## Activity
Copy the listing that follows, line for line, without a single difference.

Provided records below:

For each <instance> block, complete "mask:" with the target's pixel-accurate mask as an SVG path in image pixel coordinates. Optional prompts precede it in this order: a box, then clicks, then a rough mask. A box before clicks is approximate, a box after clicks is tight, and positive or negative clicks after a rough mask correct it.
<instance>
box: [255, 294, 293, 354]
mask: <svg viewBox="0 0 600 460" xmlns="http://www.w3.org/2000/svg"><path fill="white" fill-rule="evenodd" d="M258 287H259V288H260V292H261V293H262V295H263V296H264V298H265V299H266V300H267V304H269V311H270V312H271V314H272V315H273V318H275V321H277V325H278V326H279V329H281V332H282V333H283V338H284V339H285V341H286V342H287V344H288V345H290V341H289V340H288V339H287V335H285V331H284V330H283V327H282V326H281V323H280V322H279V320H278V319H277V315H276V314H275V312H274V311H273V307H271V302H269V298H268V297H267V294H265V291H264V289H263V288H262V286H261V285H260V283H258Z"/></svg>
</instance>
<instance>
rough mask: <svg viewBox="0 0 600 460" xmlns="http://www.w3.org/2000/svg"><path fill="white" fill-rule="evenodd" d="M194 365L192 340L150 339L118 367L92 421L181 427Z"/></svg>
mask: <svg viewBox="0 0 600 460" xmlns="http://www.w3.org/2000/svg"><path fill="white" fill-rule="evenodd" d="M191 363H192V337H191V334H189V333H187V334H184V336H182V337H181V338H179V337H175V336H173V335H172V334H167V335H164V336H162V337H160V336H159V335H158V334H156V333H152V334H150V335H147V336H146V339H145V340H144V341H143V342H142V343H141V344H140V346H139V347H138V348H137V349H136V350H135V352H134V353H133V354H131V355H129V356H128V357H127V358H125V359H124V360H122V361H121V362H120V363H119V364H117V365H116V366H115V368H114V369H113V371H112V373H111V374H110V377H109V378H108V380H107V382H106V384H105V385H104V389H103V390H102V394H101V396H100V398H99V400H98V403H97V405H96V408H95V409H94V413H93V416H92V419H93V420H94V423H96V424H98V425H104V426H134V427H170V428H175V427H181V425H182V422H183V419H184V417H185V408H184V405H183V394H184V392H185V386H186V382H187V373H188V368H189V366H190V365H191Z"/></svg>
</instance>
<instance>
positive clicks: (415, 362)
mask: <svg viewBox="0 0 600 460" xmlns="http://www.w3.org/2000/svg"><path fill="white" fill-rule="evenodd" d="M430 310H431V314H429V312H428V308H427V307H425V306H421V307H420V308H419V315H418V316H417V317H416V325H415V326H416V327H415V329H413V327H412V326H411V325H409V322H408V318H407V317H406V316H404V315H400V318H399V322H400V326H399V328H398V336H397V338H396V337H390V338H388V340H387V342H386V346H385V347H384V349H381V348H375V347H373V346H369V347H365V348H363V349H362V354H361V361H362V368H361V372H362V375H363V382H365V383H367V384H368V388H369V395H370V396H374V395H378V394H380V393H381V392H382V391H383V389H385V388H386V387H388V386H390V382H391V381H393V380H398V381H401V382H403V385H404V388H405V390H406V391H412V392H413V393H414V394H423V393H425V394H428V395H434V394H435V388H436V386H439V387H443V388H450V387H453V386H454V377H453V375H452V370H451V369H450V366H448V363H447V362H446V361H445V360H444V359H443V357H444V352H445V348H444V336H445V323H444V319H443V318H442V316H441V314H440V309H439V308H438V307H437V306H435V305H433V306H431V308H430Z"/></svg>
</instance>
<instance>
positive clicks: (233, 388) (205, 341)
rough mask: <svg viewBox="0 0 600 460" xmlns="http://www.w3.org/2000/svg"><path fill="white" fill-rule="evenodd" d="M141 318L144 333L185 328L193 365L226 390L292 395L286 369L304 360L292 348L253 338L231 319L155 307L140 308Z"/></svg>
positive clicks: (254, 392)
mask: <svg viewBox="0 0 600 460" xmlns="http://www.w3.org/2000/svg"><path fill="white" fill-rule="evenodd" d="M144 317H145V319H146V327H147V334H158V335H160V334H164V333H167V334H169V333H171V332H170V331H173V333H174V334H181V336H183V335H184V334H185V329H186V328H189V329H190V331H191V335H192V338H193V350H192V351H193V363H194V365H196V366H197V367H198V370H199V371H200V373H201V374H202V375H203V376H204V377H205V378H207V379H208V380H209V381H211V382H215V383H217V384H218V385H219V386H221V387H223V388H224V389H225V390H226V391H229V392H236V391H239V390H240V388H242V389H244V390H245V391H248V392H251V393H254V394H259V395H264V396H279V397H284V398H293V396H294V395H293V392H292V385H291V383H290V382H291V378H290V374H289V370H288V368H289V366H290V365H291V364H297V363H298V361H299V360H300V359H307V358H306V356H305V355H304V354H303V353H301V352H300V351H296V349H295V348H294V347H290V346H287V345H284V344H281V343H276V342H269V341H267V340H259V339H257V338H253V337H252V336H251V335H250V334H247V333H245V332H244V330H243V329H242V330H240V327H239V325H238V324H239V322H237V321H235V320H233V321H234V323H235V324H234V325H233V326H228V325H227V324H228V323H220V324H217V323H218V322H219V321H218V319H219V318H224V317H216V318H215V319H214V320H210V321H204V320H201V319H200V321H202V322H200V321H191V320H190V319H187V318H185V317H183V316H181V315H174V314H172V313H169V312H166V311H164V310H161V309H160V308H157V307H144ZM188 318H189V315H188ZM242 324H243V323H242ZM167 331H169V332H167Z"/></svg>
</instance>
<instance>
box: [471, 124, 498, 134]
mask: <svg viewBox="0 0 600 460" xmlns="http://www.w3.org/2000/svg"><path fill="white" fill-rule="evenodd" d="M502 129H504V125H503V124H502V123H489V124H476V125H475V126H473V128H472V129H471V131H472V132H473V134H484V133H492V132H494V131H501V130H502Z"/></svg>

End of Provided records.

## Written reply
For each <instance> block, complete "mask:" with the target's pixel-accurate mask as an SVG path in image pixel coordinates. Optional prompts precede it in this order: a box, then clicks, then a rough mask. A box before clicks is approximate, a box after clicks is tight, and positive or negative clicks after a rough mask correct it.
<instance>
box: [255, 294, 293, 354]
mask: <svg viewBox="0 0 600 460" xmlns="http://www.w3.org/2000/svg"><path fill="white" fill-rule="evenodd" d="M258 287H259V288H260V292H261V293H262V295H263V296H264V298H265V299H266V300H267V304H269V311H270V312H271V314H272V315H273V318H275V321H277V325H278V326H279V329H281V332H282V333H283V338H284V339H285V341H286V342H287V344H288V345H290V341H289V340H288V339H287V335H285V331H284V330H283V327H282V326H281V323H280V322H279V320H278V319H277V315H276V314H275V312H274V311H273V307H271V302H269V298H268V297H267V294H265V291H264V289H263V288H262V286H261V285H260V283H258Z"/></svg>
</instance>
<instance>
rough mask: <svg viewBox="0 0 600 460" xmlns="http://www.w3.org/2000/svg"><path fill="white" fill-rule="evenodd" d="M194 365L192 340L150 339L118 367L92 421L181 427Z"/></svg>
mask: <svg viewBox="0 0 600 460" xmlns="http://www.w3.org/2000/svg"><path fill="white" fill-rule="evenodd" d="M191 363H192V337H191V334H189V333H187V334H184V336H182V337H181V338H179V337H175V336H173V335H172V334H167V335H164V336H162V337H160V336H159V335H158V334H156V333H152V334H150V335H147V336H146V339H145V340H144V341H143V342H142V343H141V344H140V346H139V347H138V348H137V349H136V350H135V352H134V353H133V354H131V355H129V356H128V357H127V358H125V359H124V360H122V361H121V362H120V363H119V364H117V365H116V366H115V368H114V369H113V371H112V373H111V374H110V377H109V378H108V380H107V382H106V384H105V385H104V389H103V390H102V394H101V396H100V398H99V400H98V403H97V405H96V408H95V409H94V413H93V416H92V419H93V420H94V423H96V424H98V425H104V426H134V427H170V428H175V427H181V425H182V422H183V419H184V417H185V408H184V405H183V394H184V392H185V386H186V382H187V373H188V368H189V366H190V365H191Z"/></svg>
</instance>
<instance>
positive clicks: (415, 362)
mask: <svg viewBox="0 0 600 460" xmlns="http://www.w3.org/2000/svg"><path fill="white" fill-rule="evenodd" d="M430 310H431V314H429V312H428V308H427V307H425V306H421V307H420V308H419V315H418V316H417V317H416V325H415V326H416V327H415V329H413V327H412V326H411V325H409V322H408V318H407V317H406V316H404V315H400V318H399V322H400V326H399V328H398V336H397V338H396V337H390V338H388V340H387V342H386V346H385V347H384V349H381V348H375V347H373V346H369V347H365V348H363V349H362V354H361V361H362V368H361V372H362V375H363V382H365V383H367V384H368V388H369V395H370V396H374V395H378V394H380V393H381V392H382V391H383V389H385V388H386V387H388V386H390V382H391V381H393V380H398V381H401V382H403V385H404V388H405V390H406V391H412V392H413V393H414V394H423V393H425V394H428V395H434V394H435V388H436V386H439V387H443V388H450V387H453V386H454V377H453V375H452V370H451V369H450V366H448V363H447V362H446V361H445V360H444V359H443V357H444V352H445V348H444V336H445V323H444V319H443V318H442V316H441V314H440V309H439V308H438V307H437V306H435V305H433V306H431V308H430Z"/></svg>
</instance>
<instance>
positive clicks: (233, 388) (205, 341)
rough mask: <svg viewBox="0 0 600 460" xmlns="http://www.w3.org/2000/svg"><path fill="white" fill-rule="evenodd" d="M141 318L144 333L185 328L193 365L226 390L292 395L286 369L304 360L292 348L253 338L231 319L155 307L140 308Z"/></svg>
positive clicks: (254, 392)
mask: <svg viewBox="0 0 600 460" xmlns="http://www.w3.org/2000/svg"><path fill="white" fill-rule="evenodd" d="M144 317H145V319H146V327H147V334H158V335H160V334H164V333H167V334H169V333H171V332H170V331H173V333H174V334H181V336H183V335H184V334H185V329H186V328H189V329H190V331H191V335H192V338H193V350H192V351H193V363H194V365H196V366H197V367H198V370H199V371H200V373H201V374H202V375H203V376H204V377H205V378H207V379H208V380H209V381H211V382H215V383H217V384H218V385H219V386H221V387H223V388H224V389H225V390H226V391H229V392H236V391H239V390H240V388H242V389H244V390H245V391H248V392H251V393H254V394H259V395H264V396H279V397H284V398H293V396H294V395H293V392H292V385H291V383H290V382H291V378H290V374H289V370H288V368H289V366H290V365H291V364H297V363H298V361H299V360H300V359H307V358H306V356H305V355H304V354H303V353H301V352H300V351H296V349H295V348H294V347H290V346H287V345H284V344H281V343H276V342H269V341H267V340H259V339H257V338H253V337H252V336H251V335H250V334H247V333H245V332H244V330H243V329H242V330H240V327H239V325H238V324H239V322H237V321H235V320H233V321H234V323H235V324H234V325H233V326H228V325H227V324H228V323H220V324H217V323H218V322H219V321H218V319H219V318H224V317H216V318H215V319H214V320H210V321H204V320H201V319H200V321H202V322H200V321H191V320H190V319H187V318H185V317H183V316H181V315H174V314H172V313H169V312H166V311H164V310H161V309H160V308H157V307H144ZM188 318H189V315H188ZM242 324H243V323H242ZM167 331H169V332H167Z"/></svg>
</instance>
<instance>
box: [471, 124, 498, 134]
mask: <svg viewBox="0 0 600 460" xmlns="http://www.w3.org/2000/svg"><path fill="white" fill-rule="evenodd" d="M502 129H504V125H503V124H502V123H489V124H476V125H475V126H473V128H472V129H471V131H472V132H473V134H484V133H492V132H494V131H501V130H502Z"/></svg>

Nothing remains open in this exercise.